*Problem*.
You are to retype all of the data exactly as it appears.

======== Material for this task ========

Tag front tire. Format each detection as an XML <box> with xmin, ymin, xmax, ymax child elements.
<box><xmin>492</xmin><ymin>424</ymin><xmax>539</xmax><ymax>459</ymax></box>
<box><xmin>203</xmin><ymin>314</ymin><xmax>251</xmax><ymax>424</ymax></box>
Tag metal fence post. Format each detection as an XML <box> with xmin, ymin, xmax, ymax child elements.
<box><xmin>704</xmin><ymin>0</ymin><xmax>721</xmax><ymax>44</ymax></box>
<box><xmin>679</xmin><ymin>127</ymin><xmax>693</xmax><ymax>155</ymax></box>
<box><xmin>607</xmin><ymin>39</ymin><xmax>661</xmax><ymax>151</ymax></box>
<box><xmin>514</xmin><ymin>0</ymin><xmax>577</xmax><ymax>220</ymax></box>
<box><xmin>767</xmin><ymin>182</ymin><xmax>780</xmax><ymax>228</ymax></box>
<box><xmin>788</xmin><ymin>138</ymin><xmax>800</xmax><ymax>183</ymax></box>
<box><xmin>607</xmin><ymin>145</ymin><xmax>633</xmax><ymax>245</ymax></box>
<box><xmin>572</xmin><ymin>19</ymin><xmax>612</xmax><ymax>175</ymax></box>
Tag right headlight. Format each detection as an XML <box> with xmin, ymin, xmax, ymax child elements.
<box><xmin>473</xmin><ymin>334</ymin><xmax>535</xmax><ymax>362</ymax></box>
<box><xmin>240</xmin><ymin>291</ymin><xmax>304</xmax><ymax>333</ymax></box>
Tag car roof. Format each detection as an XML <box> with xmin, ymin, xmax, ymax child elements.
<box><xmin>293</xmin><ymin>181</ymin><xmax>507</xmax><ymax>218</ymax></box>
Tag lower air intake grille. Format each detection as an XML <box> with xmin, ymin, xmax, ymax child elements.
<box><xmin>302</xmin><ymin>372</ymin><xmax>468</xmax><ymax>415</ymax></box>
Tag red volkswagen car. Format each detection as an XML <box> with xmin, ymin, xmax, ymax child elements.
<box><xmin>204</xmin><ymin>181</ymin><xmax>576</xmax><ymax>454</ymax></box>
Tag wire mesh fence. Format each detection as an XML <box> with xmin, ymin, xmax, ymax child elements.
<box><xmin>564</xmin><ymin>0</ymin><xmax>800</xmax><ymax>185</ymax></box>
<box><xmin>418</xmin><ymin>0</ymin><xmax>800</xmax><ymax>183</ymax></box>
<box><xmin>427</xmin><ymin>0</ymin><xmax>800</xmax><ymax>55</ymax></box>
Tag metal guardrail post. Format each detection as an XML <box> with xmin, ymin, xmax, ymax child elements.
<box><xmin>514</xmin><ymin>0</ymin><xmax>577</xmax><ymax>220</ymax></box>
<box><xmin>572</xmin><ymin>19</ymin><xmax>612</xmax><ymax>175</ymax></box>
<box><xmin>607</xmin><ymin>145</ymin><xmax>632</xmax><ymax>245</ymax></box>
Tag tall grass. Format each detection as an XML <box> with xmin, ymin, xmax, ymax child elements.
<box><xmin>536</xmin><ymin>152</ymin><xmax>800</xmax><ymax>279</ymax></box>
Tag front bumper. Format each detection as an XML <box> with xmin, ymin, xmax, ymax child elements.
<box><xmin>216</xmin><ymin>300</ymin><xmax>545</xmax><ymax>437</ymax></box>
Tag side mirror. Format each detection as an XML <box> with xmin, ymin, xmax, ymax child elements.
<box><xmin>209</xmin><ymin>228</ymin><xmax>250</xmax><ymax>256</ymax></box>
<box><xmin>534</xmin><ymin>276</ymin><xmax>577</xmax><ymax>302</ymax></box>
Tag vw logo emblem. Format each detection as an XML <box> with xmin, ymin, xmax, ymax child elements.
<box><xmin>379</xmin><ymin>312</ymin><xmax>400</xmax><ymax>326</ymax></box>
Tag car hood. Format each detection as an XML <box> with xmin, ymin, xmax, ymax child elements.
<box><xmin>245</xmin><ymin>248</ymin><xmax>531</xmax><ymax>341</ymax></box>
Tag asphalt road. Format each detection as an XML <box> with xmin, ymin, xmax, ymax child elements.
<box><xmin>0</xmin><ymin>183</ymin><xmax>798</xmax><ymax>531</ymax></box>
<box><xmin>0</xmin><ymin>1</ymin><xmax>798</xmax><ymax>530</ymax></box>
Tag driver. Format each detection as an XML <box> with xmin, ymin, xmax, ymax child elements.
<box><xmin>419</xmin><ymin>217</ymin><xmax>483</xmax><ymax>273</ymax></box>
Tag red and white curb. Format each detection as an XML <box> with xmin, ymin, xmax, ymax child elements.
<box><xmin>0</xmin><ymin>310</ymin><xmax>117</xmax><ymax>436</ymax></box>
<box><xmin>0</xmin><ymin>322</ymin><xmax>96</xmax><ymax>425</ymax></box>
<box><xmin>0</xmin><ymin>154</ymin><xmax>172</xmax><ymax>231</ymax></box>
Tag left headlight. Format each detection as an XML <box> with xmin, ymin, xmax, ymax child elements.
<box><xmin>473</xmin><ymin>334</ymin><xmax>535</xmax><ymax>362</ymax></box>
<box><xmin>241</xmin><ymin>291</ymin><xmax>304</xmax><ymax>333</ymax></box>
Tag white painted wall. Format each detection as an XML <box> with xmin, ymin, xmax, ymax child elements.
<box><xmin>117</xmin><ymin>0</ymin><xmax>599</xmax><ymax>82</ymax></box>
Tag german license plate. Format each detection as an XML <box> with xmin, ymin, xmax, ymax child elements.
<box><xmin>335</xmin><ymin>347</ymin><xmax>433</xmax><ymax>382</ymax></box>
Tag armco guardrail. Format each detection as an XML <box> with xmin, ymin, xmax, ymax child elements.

========

*Answer space*.
Tag front tire. Format each detection as an XML <box> with xmin, ymin, xmax, ymax child elements.
<box><xmin>492</xmin><ymin>424</ymin><xmax>539</xmax><ymax>459</ymax></box>
<box><xmin>203</xmin><ymin>314</ymin><xmax>251</xmax><ymax>424</ymax></box>
Tag metal fence post. Format each detection as an XML <box> with xmin, ymin, xmax, ymax child elements.
<box><xmin>704</xmin><ymin>0</ymin><xmax>721</xmax><ymax>44</ymax></box>
<box><xmin>679</xmin><ymin>127</ymin><xmax>693</xmax><ymax>155</ymax></box>
<box><xmin>607</xmin><ymin>39</ymin><xmax>661</xmax><ymax>151</ymax></box>
<box><xmin>514</xmin><ymin>0</ymin><xmax>577</xmax><ymax>220</ymax></box>
<box><xmin>767</xmin><ymin>182</ymin><xmax>780</xmax><ymax>228</ymax></box>
<box><xmin>788</xmin><ymin>138</ymin><xmax>800</xmax><ymax>183</ymax></box>
<box><xmin>607</xmin><ymin>145</ymin><xmax>633</xmax><ymax>245</ymax></box>
<box><xmin>572</xmin><ymin>19</ymin><xmax>612</xmax><ymax>175</ymax></box>
Tag right headlight. Format each detection as an XML <box> with xmin, ymin, xmax, ymax child elements.
<box><xmin>473</xmin><ymin>334</ymin><xmax>535</xmax><ymax>362</ymax></box>
<box><xmin>240</xmin><ymin>291</ymin><xmax>304</xmax><ymax>333</ymax></box>
Tag car roof. Format each detection as an XML <box> with xmin, ymin, xmax, ymax child elements.
<box><xmin>293</xmin><ymin>181</ymin><xmax>507</xmax><ymax>218</ymax></box>
Tag lower air intake grille. Format each detection as an XML <box> with xmin, ymin, xmax, ymax child elements.
<box><xmin>302</xmin><ymin>372</ymin><xmax>468</xmax><ymax>415</ymax></box>
Tag red volkswagen car. Format each detection as an XML <box> with xmin, ymin, xmax, ymax child elements.
<box><xmin>204</xmin><ymin>181</ymin><xmax>576</xmax><ymax>454</ymax></box>
Tag wire mesh fence. Format each detection as an XML <box> with xmin, ymin, xmax, ymax child elements.
<box><xmin>564</xmin><ymin>0</ymin><xmax>800</xmax><ymax>185</ymax></box>
<box><xmin>418</xmin><ymin>0</ymin><xmax>800</xmax><ymax>183</ymax></box>
<box><xmin>427</xmin><ymin>0</ymin><xmax>800</xmax><ymax>55</ymax></box>
Tag metal guardrail post. Format each detection as an XML <box> with xmin, ymin, xmax, ymax child elements.
<box><xmin>514</xmin><ymin>0</ymin><xmax>577</xmax><ymax>220</ymax></box>
<box><xmin>572</xmin><ymin>19</ymin><xmax>612</xmax><ymax>175</ymax></box>
<box><xmin>607</xmin><ymin>145</ymin><xmax>632</xmax><ymax>245</ymax></box>
Tag tall grass. Format each detection as an XML <box> with xmin, ymin, xmax, ymax child elements.
<box><xmin>536</xmin><ymin>152</ymin><xmax>800</xmax><ymax>279</ymax></box>
Tag front bumper. Format each detection as an XML <box> with xmin, ymin, xmax, ymax child elements.
<box><xmin>216</xmin><ymin>300</ymin><xmax>545</xmax><ymax>437</ymax></box>
Tag side mirror. Format each detection as an XML <box> with xmin, ymin, xmax, ymax child elements.
<box><xmin>209</xmin><ymin>228</ymin><xmax>250</xmax><ymax>256</ymax></box>
<box><xmin>534</xmin><ymin>276</ymin><xmax>577</xmax><ymax>302</ymax></box>
Tag vw logo emblem. Format each detection as an XML <box> with xmin, ymin, xmax, ymax child elements.
<box><xmin>379</xmin><ymin>312</ymin><xmax>400</xmax><ymax>326</ymax></box>
Tag car hood. Format each detection as an XML <box> with xmin, ymin, xmax, ymax child elements.
<box><xmin>245</xmin><ymin>248</ymin><xmax>531</xmax><ymax>341</ymax></box>
Tag asphalt road. Format each detection as an XML <box> with xmin, ymin, xmax, ymax child elements.
<box><xmin>0</xmin><ymin>183</ymin><xmax>798</xmax><ymax>531</ymax></box>
<box><xmin>0</xmin><ymin>1</ymin><xmax>798</xmax><ymax>530</ymax></box>
Tag driver. Format each detection as an XML <box> with xmin, ymin, xmax, ymax child elements.
<box><xmin>419</xmin><ymin>217</ymin><xmax>483</xmax><ymax>273</ymax></box>
Tag red and white curb. Format each detection as an XML <box> with xmin, ymin, xmax, ymax child elements.
<box><xmin>0</xmin><ymin>310</ymin><xmax>117</xmax><ymax>436</ymax></box>
<box><xmin>0</xmin><ymin>322</ymin><xmax>96</xmax><ymax>425</ymax></box>
<box><xmin>0</xmin><ymin>154</ymin><xmax>172</xmax><ymax>231</ymax></box>
Tag left headlight. Format each detection as an XML <box> with xmin, ymin, xmax, ymax child elements.
<box><xmin>473</xmin><ymin>334</ymin><xmax>535</xmax><ymax>362</ymax></box>
<box><xmin>241</xmin><ymin>291</ymin><xmax>304</xmax><ymax>333</ymax></box>
Tag white painted wall. Format each detection as an XML <box> with xmin, ymin, xmax, ymax child elements.
<box><xmin>117</xmin><ymin>0</ymin><xmax>599</xmax><ymax>82</ymax></box>
Tag german license plate. Format each detection as an XML <box> with xmin, ymin, xmax, ymax child elements.
<box><xmin>335</xmin><ymin>347</ymin><xmax>433</xmax><ymax>382</ymax></box>
Tag armco guardrail. Format each detection as an XML <box> with xmin, ymin, xmax, ymax child elements.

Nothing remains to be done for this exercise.